Text passage:
Public Lecture on Reproductive Politics in South Africa

Associate Professor Susanne Klausen (Carleton University), an award-winning historian who has published widely on aspects of reproductive rights in South Africa, is visiting the University of Otago as a Williams Evans Fellow. Her first book was Race, Maternity, and the Politics of Birth Control in South Africa (Houndmills, UK: Palgrave MacMillan, 2004), and her most recent publication is Abortion Under Apartheid: Nationalism, Sexuality, and Women’s Reproductive Rights in South Africa (New York and Oxford: Oxford University Press, 2015).

Associate Professor Klausen will give a public lecture on the topic “From Rights to Justice: The Ongoing Struggle for Women’s Reproductive Freedom in Post-Apartheid South Africa” on 1 March (Tuesday). Her talk begins at 5.30 in Archway 2 Lecture Theatre and is open to the public. All are welcome!

 

History, Psychotherapy, Families and Mental Illness

These topics were all covered by Associate Professor Sally Swartz (University of Cape Town) in two talks at the University of Otago on February 18th. Sally is a clinical psychologist and directs the Child Guidance Clinic at her university, teaches in the Department of Psychology, and combines these roles with an interest in history. She has published extensively on colonial asylums, mobility and mental illness in South Africa. Her latest book is Homeless Wanderers: Movement and Mental Illness in the Cape Colony in the late nineteenth century (UCT Press, 2015).

While in Dunedin Sally gave a brilliant workshop, The Archive and the Person: History and Psychotherapy, reflecting on the intersections between her two areas of expertise. She discussed the various ways in which her work as a clinical psychologist influences and shapes the way she intervenes in and reads colonial archives, particularly asylum case files. She explained how psychotherapy and history can be brought together in meaningful ways, particularly in relation to interpreting and understanding the embodied experiences of patients and families.

Work instructions: In the university news text, what is the title of Sally Swartz's latest book?

Dataset content:

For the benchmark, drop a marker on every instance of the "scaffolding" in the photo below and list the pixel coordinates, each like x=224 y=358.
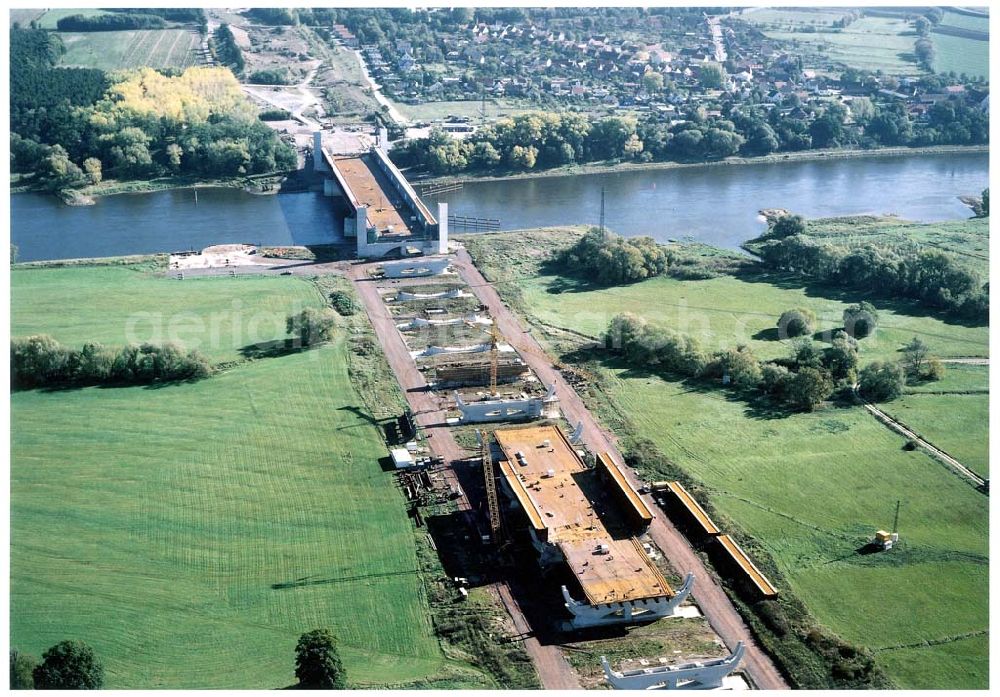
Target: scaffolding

Response for this exercise: Homeless Wanderers: Movement and Mental Illness in the Cape Colony in the late nineteenth century